BRIEF: Write out word for word the lines of the records starting at the line containing "Challenge round — find the dark" and ending at the line containing "[0,431,640,854]", both included, and nothing else.

ITEMS:
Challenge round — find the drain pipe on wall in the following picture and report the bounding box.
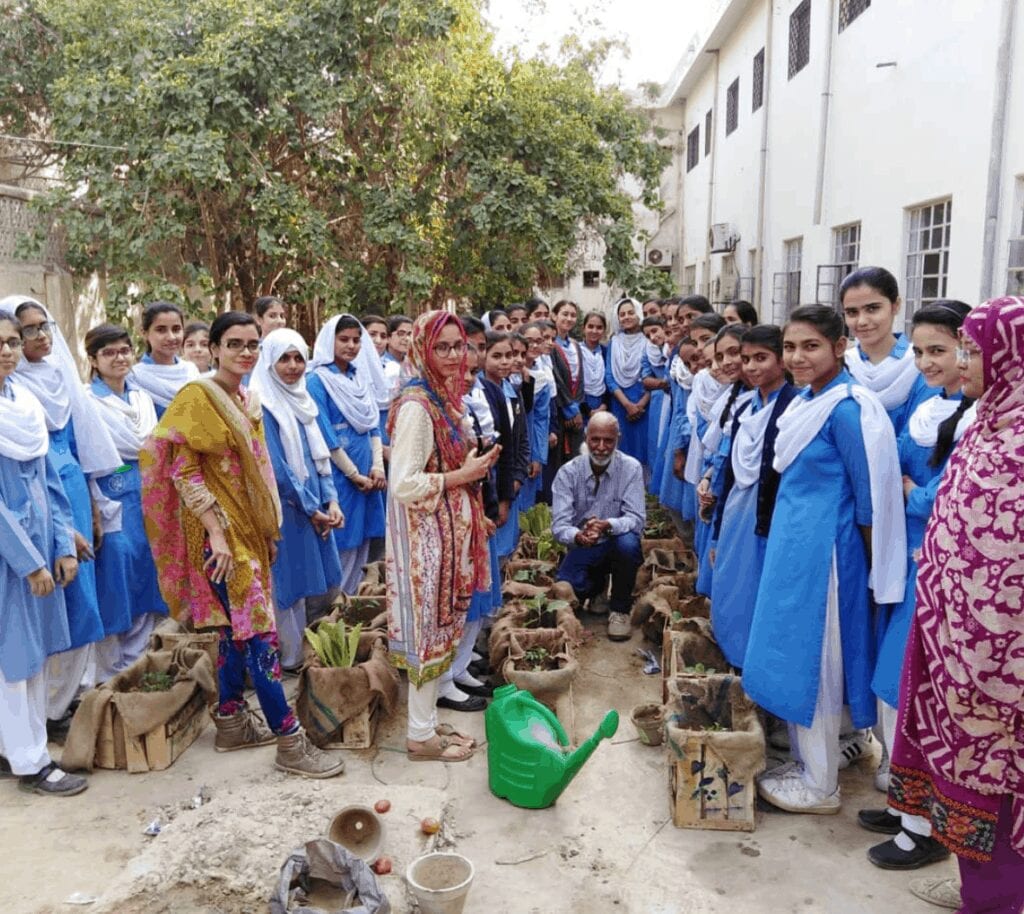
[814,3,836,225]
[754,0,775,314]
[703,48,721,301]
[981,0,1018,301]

---

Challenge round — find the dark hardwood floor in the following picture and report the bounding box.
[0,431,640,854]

CORRECT ANSWER:
Challenge round — find the dark hardwood floor in the following picture and report the bounding box.
[0,431,640,854]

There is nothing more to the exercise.